▶ [Document segment]:
= Beginning of Section =

ABSTRACT

The distribution of sediment in the Kara Sea is controlled by the discharge of Western Siberia’s two largest rivers, the Yenisey and the Ob’. These two rivers have a combined annual fluid discharge of 942 cu km, ranking them fourth behind the Amazon, Congo, and Ganges-Brahmaputra rivers in total annual discharge. This discharge represents almost 1% of the total volume of the Kara Sea. The combined delta of the 2 rivers covers approximately 230,000 sq km at the 50-m isobath.

During the winter months, the rivers freeze and discharge approaches zero. A saltwater wedge must move far upstream. During spring breakup and flooding, the salt water is flushed out, and the major part of the annual discharge and sediment load flows into the Kara Sea. The finer sediments continue flowing seaward, toward the Arctic basin.

The genetic interrelation of river, delta, submarine canyon, and abyssal fan does not hold strictly for the Yenisey-Ob’ system. The northern Kara Sea contains 3 major physiographic provinces—the St. Ann and Voronin Troughs, separated by the Central Kara Plateau. Most of the sediment is carried to the Arctic basin along the eastern side of the longer, deeper St. Ann Trough, a sediment transport distance of approximately 600 km. The sediment may then go through a submarine canyon (no conclusive data available) to an abyssal fan (suggested on contour maps of the Arctic basin).

= End of Section =

▶ [What this exercise asks]:
1. Reproduce word for word the part of the Kara Sea sediment abstract starting at "The distribution of" and ending at "the 50-m isobath.".
2. Pick up the abstract on Kara Sea sediment after its last sentence and keep writing it.

▶ [Given entries]:
= Beginning of Section =

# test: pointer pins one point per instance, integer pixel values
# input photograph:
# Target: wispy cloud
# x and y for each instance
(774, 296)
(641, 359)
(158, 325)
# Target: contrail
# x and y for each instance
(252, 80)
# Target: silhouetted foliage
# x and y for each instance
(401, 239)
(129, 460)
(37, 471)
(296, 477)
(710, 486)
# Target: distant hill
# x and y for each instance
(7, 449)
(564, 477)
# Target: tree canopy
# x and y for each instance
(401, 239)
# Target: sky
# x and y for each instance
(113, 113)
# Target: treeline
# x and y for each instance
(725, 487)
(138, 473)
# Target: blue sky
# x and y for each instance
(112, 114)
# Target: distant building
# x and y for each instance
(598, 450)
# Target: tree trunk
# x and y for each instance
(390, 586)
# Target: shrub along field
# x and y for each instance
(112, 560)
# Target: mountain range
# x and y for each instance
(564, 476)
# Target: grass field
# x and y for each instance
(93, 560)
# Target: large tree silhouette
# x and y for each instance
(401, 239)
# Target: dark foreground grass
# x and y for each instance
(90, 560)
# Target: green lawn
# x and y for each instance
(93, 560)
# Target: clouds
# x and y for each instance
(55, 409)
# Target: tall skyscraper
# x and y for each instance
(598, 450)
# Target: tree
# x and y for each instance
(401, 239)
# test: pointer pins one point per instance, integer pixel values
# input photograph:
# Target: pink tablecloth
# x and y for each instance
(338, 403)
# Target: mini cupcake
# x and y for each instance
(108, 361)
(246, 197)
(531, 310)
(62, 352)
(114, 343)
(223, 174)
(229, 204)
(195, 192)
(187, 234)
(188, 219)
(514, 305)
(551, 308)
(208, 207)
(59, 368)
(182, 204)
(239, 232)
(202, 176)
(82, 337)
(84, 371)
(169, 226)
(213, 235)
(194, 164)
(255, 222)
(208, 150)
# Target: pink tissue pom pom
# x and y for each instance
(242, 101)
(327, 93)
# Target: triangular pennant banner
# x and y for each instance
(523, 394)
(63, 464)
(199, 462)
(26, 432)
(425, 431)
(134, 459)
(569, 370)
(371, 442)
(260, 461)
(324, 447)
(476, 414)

= End of Section =

▶ [Responses by item number]:
1.
The distribution of sediment in the Kara Sea is controlled by the discharge of Western Siberia’s two largest rivers, the Yenisey and the Ob’. These two rivers have a combined annual fluid discharge of 942 cu km, ranking them fourth behind the Amazon, Congo, and Ganges-Brahmaputra rivers in total annual discharge. This discharge represents almost 1% of the total volume of the Kara Sea. The combined delta of the 2 rivers covers approximately 230,000 sq km at the 50-m isobath.

2.
Sediment-distribution patterns in the St. Ann Trough reflect the transport of the distal deltaic sediments across the area. The sediment on the eastern side is fine silty clay, containing abundant illite, chlorite, and mica, with a high organic carbon and water content, and with a limited, dominantly arenaceous, foraminifer population. The sediments on the western side are much coarser, have smaller organic carbon and water contents, and contain an Arctic foraminifer population. In addition to some illite, the dominant clay mineral is locally derived kaolinite.

Abundance of the foraminifers appears to be directly proportional to bottom temperature and pH. The distribution is not a simple depth zonation. Globigerina pachyderma is the only planktonic species found.